→ **Problem**
Copy out each line below containing "concrete".

-=-=-=-=-

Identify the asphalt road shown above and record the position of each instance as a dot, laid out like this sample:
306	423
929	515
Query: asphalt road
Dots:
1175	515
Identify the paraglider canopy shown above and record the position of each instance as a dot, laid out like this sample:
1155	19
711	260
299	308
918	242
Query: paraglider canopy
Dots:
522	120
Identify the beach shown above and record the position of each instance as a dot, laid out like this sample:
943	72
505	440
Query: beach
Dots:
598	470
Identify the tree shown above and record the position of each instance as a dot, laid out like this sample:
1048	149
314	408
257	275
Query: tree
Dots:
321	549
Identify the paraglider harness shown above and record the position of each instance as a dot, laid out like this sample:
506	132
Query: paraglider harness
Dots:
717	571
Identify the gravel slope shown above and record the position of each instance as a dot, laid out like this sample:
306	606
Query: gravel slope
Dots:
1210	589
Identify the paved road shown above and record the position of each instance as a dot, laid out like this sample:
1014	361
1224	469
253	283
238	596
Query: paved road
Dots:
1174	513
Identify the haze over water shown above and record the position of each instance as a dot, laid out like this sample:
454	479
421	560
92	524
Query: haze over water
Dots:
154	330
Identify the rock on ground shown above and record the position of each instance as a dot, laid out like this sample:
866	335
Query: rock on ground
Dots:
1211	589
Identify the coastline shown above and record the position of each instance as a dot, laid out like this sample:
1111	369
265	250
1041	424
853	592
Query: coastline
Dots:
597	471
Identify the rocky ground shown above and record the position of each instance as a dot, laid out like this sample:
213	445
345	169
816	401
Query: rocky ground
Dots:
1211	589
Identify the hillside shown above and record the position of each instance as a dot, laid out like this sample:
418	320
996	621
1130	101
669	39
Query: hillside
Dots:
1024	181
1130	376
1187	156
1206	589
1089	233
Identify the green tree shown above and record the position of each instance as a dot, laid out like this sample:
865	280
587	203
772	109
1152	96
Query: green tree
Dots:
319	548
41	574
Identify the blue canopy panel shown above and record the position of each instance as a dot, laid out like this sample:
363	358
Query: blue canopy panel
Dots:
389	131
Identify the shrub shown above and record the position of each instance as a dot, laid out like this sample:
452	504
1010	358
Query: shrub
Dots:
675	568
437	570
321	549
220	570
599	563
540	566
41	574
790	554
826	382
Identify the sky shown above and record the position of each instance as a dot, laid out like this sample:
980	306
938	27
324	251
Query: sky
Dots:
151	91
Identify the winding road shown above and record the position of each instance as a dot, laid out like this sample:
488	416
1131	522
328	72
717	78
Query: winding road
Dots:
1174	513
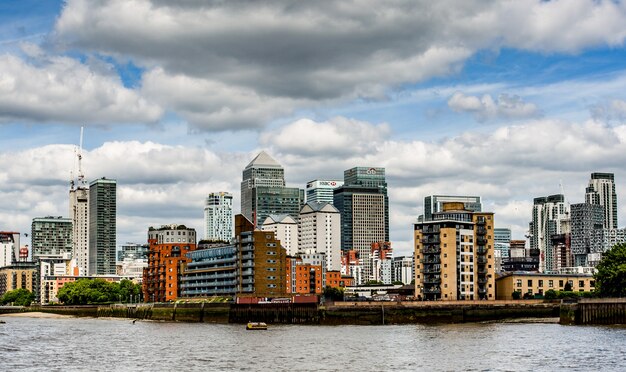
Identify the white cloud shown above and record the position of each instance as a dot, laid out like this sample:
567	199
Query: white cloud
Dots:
486	108
61	89
250	63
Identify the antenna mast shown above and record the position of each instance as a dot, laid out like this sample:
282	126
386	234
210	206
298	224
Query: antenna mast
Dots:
81	176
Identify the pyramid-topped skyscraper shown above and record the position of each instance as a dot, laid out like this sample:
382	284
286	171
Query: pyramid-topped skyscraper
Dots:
263	191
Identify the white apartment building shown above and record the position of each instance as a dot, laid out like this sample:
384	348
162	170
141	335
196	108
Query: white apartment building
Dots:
218	216
319	231
285	229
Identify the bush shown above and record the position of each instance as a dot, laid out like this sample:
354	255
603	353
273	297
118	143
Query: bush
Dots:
550	294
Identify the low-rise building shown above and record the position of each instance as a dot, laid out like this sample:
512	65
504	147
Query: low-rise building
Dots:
169	246
540	283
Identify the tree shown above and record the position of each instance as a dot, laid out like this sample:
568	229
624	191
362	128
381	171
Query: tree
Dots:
18	297
333	293
550	294
610	273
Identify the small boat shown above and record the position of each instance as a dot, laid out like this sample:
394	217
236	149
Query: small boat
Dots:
256	326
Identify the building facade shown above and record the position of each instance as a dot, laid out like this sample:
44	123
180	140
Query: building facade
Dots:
319	228
454	255
321	191
263	191
79	214
548	214
218	217
169	246
540	283
102	227
364	207
601	191
285	228
434	204
51	236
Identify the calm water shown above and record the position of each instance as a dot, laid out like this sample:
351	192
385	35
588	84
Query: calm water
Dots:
87	344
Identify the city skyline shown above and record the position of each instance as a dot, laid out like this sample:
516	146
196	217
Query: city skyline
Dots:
462	103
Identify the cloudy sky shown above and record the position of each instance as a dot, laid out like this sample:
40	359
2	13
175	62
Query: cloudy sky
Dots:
508	100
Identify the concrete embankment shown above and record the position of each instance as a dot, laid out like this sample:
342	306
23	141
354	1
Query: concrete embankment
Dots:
365	313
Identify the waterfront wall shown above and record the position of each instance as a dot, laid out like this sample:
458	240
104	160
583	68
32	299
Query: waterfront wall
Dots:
365	313
594	311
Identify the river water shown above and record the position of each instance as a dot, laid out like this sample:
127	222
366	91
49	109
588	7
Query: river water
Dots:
90	344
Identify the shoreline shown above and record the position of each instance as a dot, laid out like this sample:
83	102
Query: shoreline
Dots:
36	314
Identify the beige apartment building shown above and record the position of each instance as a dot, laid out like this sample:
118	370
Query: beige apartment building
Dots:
454	255
539	283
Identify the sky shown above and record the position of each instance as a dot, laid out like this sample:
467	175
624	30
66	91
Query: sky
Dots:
507	100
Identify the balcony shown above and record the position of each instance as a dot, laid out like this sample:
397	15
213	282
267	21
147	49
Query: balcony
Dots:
432	250
434	279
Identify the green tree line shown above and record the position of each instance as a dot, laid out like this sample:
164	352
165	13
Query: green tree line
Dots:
97	291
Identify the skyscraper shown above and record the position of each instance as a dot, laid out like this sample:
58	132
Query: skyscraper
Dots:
434	203
102	226
548	214
263	191
587	232
321	191
454	255
320	226
364	207
51	236
218	216
601	190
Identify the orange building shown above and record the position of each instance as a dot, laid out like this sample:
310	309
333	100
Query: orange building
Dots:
169	246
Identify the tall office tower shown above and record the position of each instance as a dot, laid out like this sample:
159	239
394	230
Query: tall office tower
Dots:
548	212
381	257
320	232
285	229
502	241
51	236
601	191
102	227
454	255
364	207
169	249
403	269
79	214
434	203
263	191
218	216
587	221
321	191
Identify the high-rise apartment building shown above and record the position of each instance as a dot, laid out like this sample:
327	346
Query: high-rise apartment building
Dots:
454	255
601	190
263	191
548	214
169	246
79	214
285	228
321	191
434	204
51	236
587	221
102	227
320	232
364	207
218	217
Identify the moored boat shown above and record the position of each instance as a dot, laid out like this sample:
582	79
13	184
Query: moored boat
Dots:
256	326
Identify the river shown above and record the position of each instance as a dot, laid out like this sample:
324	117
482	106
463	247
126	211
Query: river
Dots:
92	344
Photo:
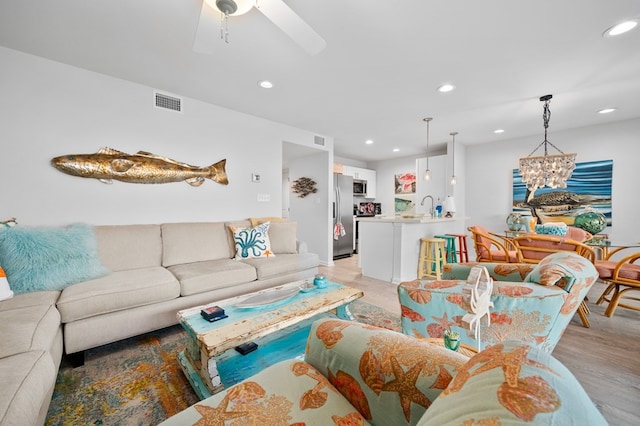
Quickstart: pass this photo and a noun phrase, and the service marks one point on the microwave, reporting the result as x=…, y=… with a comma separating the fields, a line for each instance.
x=359, y=187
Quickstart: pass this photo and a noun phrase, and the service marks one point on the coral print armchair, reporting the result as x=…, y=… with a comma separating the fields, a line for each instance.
x=353, y=374
x=532, y=303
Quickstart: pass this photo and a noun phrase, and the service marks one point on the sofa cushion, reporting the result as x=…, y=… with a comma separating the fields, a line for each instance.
x=282, y=264
x=288, y=393
x=194, y=242
x=283, y=237
x=25, y=300
x=49, y=258
x=117, y=291
x=28, y=379
x=28, y=328
x=513, y=383
x=123, y=247
x=199, y=277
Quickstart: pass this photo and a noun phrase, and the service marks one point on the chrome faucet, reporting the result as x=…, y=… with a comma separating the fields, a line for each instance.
x=432, y=211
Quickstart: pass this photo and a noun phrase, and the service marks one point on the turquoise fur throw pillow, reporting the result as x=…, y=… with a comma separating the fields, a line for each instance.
x=37, y=259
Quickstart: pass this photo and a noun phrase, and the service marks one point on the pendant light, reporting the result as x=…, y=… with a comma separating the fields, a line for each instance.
x=427, y=173
x=546, y=170
x=453, y=157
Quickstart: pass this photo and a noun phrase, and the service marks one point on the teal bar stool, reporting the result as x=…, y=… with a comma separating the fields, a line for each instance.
x=432, y=259
x=449, y=247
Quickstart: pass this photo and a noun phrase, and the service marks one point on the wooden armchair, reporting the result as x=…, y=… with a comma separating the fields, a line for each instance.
x=491, y=247
x=532, y=248
x=622, y=275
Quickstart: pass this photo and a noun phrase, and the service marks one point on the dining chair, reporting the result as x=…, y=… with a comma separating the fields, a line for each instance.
x=622, y=275
x=491, y=247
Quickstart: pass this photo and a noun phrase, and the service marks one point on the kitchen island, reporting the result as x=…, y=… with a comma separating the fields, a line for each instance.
x=389, y=246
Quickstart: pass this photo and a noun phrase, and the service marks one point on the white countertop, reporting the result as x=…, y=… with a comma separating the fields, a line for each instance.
x=415, y=219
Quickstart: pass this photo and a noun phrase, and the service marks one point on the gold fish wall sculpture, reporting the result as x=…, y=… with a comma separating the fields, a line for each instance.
x=143, y=167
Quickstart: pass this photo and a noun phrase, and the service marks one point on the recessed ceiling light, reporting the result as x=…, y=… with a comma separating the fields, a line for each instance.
x=446, y=88
x=621, y=28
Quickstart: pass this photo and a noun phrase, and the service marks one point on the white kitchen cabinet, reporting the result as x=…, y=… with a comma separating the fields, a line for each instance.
x=363, y=174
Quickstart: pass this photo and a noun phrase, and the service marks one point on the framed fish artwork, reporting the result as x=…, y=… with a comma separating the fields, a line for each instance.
x=109, y=164
x=588, y=188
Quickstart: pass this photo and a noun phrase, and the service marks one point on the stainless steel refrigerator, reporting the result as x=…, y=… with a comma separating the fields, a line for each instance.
x=342, y=216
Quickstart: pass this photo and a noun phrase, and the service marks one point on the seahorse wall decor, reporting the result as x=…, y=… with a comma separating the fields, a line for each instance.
x=304, y=186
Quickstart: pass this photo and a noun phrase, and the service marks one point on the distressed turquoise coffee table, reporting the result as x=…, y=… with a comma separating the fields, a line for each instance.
x=279, y=327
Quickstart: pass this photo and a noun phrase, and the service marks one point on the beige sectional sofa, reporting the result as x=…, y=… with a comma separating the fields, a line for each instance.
x=155, y=270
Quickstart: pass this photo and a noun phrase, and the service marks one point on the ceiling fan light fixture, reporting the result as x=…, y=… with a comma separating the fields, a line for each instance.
x=233, y=7
x=446, y=88
x=620, y=28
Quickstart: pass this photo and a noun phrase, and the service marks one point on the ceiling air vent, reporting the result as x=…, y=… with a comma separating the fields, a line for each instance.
x=167, y=102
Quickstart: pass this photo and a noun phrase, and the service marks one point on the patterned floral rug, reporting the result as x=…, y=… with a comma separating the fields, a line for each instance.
x=138, y=381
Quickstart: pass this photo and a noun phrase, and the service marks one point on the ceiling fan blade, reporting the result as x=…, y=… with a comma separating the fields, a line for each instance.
x=208, y=31
x=292, y=25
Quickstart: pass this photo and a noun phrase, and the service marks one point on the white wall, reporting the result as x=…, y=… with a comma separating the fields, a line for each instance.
x=313, y=213
x=50, y=109
x=489, y=173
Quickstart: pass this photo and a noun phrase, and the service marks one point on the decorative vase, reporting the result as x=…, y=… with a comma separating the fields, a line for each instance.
x=513, y=222
x=320, y=281
x=591, y=221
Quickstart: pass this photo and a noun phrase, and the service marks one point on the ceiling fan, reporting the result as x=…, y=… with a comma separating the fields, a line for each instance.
x=277, y=12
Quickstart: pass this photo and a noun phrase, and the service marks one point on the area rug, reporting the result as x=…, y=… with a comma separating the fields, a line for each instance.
x=138, y=381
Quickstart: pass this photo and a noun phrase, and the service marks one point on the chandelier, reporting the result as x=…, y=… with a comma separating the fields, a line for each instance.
x=546, y=170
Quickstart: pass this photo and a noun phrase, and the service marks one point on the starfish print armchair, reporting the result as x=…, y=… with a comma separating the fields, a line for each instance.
x=354, y=374
x=533, y=303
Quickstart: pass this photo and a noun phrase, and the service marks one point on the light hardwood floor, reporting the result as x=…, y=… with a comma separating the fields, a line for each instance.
x=605, y=357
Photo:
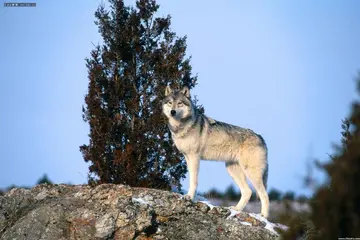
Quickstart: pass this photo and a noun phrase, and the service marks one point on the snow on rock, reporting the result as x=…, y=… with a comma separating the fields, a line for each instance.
x=140, y=200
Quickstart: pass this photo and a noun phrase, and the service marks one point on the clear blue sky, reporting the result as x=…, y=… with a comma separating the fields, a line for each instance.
x=283, y=68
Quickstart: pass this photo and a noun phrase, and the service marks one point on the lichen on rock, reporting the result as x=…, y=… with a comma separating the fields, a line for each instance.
x=111, y=211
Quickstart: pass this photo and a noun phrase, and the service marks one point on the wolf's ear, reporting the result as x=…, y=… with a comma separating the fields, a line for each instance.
x=168, y=90
x=186, y=91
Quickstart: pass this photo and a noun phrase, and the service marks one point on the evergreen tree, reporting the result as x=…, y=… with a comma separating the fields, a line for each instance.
x=336, y=204
x=140, y=56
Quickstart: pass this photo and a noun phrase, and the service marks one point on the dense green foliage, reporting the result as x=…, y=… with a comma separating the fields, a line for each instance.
x=336, y=204
x=140, y=56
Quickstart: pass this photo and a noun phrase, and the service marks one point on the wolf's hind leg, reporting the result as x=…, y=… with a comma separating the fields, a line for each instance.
x=255, y=176
x=239, y=177
x=193, y=162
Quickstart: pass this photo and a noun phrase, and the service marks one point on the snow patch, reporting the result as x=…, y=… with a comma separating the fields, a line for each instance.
x=246, y=223
x=140, y=200
x=269, y=225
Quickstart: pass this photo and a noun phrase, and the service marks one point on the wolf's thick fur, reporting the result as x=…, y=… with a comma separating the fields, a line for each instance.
x=200, y=137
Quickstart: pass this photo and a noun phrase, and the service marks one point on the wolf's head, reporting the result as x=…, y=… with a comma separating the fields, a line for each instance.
x=177, y=105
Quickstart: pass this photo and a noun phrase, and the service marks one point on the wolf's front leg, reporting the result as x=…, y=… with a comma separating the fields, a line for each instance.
x=192, y=162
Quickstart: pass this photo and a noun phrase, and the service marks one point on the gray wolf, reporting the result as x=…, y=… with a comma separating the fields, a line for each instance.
x=200, y=137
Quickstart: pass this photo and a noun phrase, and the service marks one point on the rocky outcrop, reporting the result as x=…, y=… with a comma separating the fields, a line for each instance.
x=120, y=212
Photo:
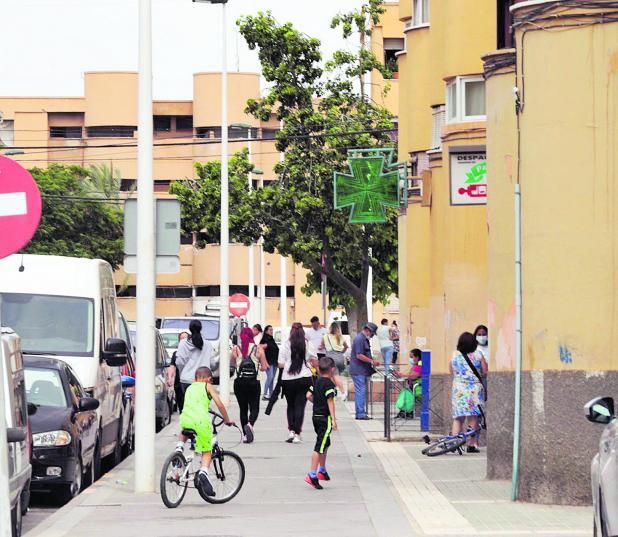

-=-=-=-=-

→ **Your response**
Identify the concrete embankment shown above and record the position of each instance as a dot, laid out like this sample:
Query: concrete embankment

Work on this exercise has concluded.